▶ _Text_:
---
Sale of Equity Securities
     On February 9, 2005, we sold 5,750,000 shares of our common stock, $.01 par value per share, pursuant to a public offering at a price of $5.27 per share. Gross cash proceeds were $30.3 million, and net proceeds were approximately $28.0 million. The common shares were issued under Parallel’s $100.0 million Universal Shelf Registration Statement on Form S-3 which became effective in November 2004. The proceeds were used to reduce the revolving credit facility.
Commodity Price Risk Management Transactions and Effects of Derivative Instruments
     The purpose of all of our derivative trades is to provide a measure of stability in cash flow as a result of our daily activities associated with the selling of oil and natural gas production and expenditures associated with the borrowings that we have secured through our Bank Borrowings. The derivative trade arrangements we have employed include collars, costless collars, floors or purchased puts, oil and natural gas swaps and interest rate swaps. In 2003, we designated our derivative trades as cash flow hedges under the provisions of SFAS 133, as amended. Although our purpose for entering into derivative trades has remained the same, contracts entered into after June 30, 2004 were not designated as cash flow hedges.
---
Write out the text on equity sales and commodity price risk word for word, in full. The material that comes after this has no connection to the text on equity sales and derivative trades.

Saved entries:
---
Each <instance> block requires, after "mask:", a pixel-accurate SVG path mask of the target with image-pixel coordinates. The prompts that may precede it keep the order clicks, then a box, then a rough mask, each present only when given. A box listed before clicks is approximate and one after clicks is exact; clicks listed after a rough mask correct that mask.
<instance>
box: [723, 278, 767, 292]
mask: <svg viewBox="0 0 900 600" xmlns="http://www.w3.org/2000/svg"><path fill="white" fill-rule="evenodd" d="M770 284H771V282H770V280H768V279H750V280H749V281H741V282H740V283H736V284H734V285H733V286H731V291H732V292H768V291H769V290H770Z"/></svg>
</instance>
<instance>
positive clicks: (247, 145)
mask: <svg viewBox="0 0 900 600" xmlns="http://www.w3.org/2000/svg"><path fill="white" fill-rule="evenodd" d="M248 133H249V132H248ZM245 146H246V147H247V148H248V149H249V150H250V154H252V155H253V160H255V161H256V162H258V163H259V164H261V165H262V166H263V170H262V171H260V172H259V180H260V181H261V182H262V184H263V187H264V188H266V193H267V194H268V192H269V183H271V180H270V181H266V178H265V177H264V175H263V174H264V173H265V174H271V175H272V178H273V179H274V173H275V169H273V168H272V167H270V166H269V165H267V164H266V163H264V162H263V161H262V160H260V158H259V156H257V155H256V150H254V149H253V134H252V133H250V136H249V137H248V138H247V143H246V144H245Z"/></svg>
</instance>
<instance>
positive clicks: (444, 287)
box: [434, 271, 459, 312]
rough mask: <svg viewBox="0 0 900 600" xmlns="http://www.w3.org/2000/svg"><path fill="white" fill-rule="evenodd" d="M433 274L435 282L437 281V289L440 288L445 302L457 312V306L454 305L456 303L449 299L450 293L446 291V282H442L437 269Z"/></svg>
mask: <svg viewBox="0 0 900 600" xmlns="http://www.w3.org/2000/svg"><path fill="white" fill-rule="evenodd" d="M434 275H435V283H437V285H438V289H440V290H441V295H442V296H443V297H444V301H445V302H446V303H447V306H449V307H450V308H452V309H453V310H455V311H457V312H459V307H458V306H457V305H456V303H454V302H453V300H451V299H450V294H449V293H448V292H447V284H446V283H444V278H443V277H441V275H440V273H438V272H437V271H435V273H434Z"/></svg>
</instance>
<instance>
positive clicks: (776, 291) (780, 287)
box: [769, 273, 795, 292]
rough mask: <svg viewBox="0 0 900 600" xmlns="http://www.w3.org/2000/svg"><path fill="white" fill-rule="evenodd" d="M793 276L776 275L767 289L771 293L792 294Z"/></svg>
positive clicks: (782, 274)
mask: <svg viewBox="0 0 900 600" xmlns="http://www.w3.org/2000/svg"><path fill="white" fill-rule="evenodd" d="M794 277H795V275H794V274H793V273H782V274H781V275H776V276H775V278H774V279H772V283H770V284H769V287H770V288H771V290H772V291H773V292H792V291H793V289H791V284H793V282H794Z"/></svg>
---
▶ _Task output_:
Sale of Equity Securities
     On February 9, 2005, we sold 5,750,000 shares of our common stock, $.01 par value per share, pursuant to a public offering at a price of $5.27 per share. Gross cash proceeds were $30.3 million, and net proceeds were approximately $28.0 million. The common shares were issued under Parallel’s $100.0 million Universal Shelf Registration Statement on Form S-3 which became effective in November 2004. The proceeds were used to reduce the revolving credit facility.
Commodity Price Risk Management Transactions and Effects of Derivative Instruments
     The purpose of all of our derivative trades is to provide a measure of stability in cash flow as a result of our daily activities associated with the selling of oil and natural gas production and expenditures associated with the borrowings that we have secured through our Bank Borrowings. The derivative trade arrangements we have employed include collars, costless collars, floors or purchased puts, oil and natural gas swaps and interest rate swaps. In 2003, we designated our derivative trades as cash flow hedges under the provisions of SFAS 133, as amended. Although our purpose for entering into derivative trades has remained the same, contracts entered into after June 30, 2004 were not designated as cash flow hedges.